What the task requires — Whatever appears in the entries must be given again exactly.

[Collected data entries]
============================================================

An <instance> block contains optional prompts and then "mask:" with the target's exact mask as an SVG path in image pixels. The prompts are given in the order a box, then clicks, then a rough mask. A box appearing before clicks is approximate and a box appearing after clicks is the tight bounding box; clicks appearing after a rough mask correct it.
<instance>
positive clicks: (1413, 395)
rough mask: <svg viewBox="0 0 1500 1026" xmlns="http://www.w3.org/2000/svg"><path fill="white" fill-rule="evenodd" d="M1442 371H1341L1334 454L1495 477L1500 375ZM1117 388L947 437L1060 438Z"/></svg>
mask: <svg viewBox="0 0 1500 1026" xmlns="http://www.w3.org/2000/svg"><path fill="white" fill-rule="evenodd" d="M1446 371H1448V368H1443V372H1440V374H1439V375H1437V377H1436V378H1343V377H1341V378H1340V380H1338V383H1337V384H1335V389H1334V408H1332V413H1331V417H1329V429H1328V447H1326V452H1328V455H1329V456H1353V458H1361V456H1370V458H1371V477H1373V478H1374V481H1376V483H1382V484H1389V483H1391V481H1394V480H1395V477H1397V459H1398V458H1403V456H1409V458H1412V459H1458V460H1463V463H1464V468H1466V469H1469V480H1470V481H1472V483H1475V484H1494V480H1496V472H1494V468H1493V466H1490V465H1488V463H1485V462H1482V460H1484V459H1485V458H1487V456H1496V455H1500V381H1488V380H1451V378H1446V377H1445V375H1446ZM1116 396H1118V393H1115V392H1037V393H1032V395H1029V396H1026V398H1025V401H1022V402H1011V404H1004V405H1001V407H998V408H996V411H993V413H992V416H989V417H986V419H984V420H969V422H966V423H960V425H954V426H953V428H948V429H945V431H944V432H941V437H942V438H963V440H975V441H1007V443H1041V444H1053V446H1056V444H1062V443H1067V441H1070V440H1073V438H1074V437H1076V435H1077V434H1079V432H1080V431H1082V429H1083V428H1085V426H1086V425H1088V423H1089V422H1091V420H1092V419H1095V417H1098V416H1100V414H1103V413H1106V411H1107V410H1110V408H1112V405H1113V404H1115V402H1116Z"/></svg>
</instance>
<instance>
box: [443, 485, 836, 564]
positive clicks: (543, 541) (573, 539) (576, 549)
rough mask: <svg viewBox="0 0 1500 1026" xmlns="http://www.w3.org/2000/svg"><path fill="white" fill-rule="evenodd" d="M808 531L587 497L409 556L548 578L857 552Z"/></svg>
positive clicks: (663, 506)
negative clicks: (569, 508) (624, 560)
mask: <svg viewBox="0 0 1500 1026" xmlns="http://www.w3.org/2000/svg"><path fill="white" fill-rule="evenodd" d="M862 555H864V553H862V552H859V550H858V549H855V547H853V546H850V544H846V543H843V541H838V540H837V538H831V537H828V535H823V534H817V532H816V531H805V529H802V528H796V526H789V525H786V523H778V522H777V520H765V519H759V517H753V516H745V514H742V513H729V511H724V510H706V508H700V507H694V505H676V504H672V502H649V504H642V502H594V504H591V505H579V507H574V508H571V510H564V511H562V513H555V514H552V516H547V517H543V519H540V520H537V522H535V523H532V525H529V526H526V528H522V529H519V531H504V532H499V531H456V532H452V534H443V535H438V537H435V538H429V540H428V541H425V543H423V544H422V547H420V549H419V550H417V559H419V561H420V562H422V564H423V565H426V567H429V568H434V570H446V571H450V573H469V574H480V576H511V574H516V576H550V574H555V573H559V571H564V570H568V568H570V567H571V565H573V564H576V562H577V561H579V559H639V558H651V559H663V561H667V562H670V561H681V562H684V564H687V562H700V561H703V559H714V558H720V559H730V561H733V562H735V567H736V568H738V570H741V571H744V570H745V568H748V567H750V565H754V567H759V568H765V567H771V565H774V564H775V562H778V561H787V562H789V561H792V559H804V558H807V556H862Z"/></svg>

============================================================

Your response —
An <instance> block contains optional prompts and then "mask:" with the target's exact mask as an SVG path in image pixels. The prompts are given in the order a box, then clicks, then a rough mask. A box appearing before clicks is approximate and a box appearing after clicks is the tight bounding box; clicks appearing after a rough mask correct it.
<instance>
positive clicks: (1413, 395)
rough mask: <svg viewBox="0 0 1500 1026" xmlns="http://www.w3.org/2000/svg"><path fill="white" fill-rule="evenodd" d="M1442 371H1341L1334 454L1495 477L1500 375ZM1117 388L947 437L1060 438Z"/></svg>
mask: <svg viewBox="0 0 1500 1026" xmlns="http://www.w3.org/2000/svg"><path fill="white" fill-rule="evenodd" d="M1446 371H1448V368H1443V372H1440V374H1439V375H1437V377H1436V378H1343V377H1341V378H1340V380H1338V383H1337V384H1335V389H1334V408H1332V413H1331V417H1329V429H1328V447H1326V452H1328V455H1329V456H1353V458H1361V456H1370V458H1371V477H1373V478H1374V481H1376V483H1382V484H1389V483H1391V481H1394V480H1395V477H1397V459H1398V458H1403V456H1409V458H1412V459H1458V460H1463V463H1464V468H1466V469H1469V480H1470V481H1472V483H1475V484H1494V480H1496V472H1494V468H1493V466H1490V465H1488V463H1485V462H1482V460H1484V459H1485V458H1487V456H1496V455H1500V381H1488V380H1451V378H1446V377H1445V375H1446ZM1116 396H1118V393H1115V392H1037V393H1032V395H1029V396H1026V398H1025V401H1022V402H1011V404H1004V405H1001V407H998V408H996V411H993V413H992V416H989V417H986V419H984V420H969V422H966V423H960V425H954V426H953V428H948V429H945V431H944V432H941V437H942V438H963V440H975V441H1007V443H1041V444H1053V446H1056V444H1062V443H1067V441H1070V440H1073V438H1074V437H1076V435H1077V434H1079V432H1080V431H1082V429H1083V428H1085V426H1086V425H1088V423H1089V422H1091V420H1092V419H1095V417H1098V416H1100V414H1103V413H1106V411H1107V410H1110V408H1112V405H1113V404H1115V402H1116Z"/></svg>
</instance>
<instance>
box: [443, 485, 836, 564]
positive clicks: (543, 541) (573, 539) (576, 549)
rough mask: <svg viewBox="0 0 1500 1026" xmlns="http://www.w3.org/2000/svg"><path fill="white" fill-rule="evenodd" d="M808 531L587 497L409 556L548 578L857 552Z"/></svg>
positive clicks: (663, 506)
negative clicks: (569, 508) (624, 560)
mask: <svg viewBox="0 0 1500 1026" xmlns="http://www.w3.org/2000/svg"><path fill="white" fill-rule="evenodd" d="M862 555H864V553H862V552H859V550H858V549H855V547H853V546H850V544H846V543H843V541H838V540H837V538H831V537H828V535H823V534H817V532H816V531H805V529H802V528H796V526H789V525H786V523H778V522H777V520H765V519H759V517H753V516H745V514H742V513H729V511H724V510H706V508H700V507H694V505H676V504H672V502H649V504H642V502H594V504H591V505H579V507H574V508H571V510H564V511H562V513H555V514H552V516H547V517H543V519H540V520H537V522H535V523H532V525H529V526H526V528H522V529H519V531H504V532H499V531H456V532H452V534H443V535H438V537H435V538H429V540H428V541H425V543H423V544H422V547H420V549H419V550H417V559H419V561H420V562H422V564H423V565H426V567H429V568H434V570H446V571H450V573H469V574H480V576H511V574H516V576H550V574H555V573H559V571H564V570H568V568H570V567H571V565H573V564H576V562H577V561H579V559H639V558H651V559H663V561H667V562H670V561H681V562H684V564H687V562H700V561H703V559H714V558H720V559H730V561H733V562H735V567H736V568H738V570H741V571H744V570H745V568H748V567H750V565H754V567H759V568H765V567H771V565H774V564H775V562H778V561H787V562H789V561H792V559H804V558H807V556H862Z"/></svg>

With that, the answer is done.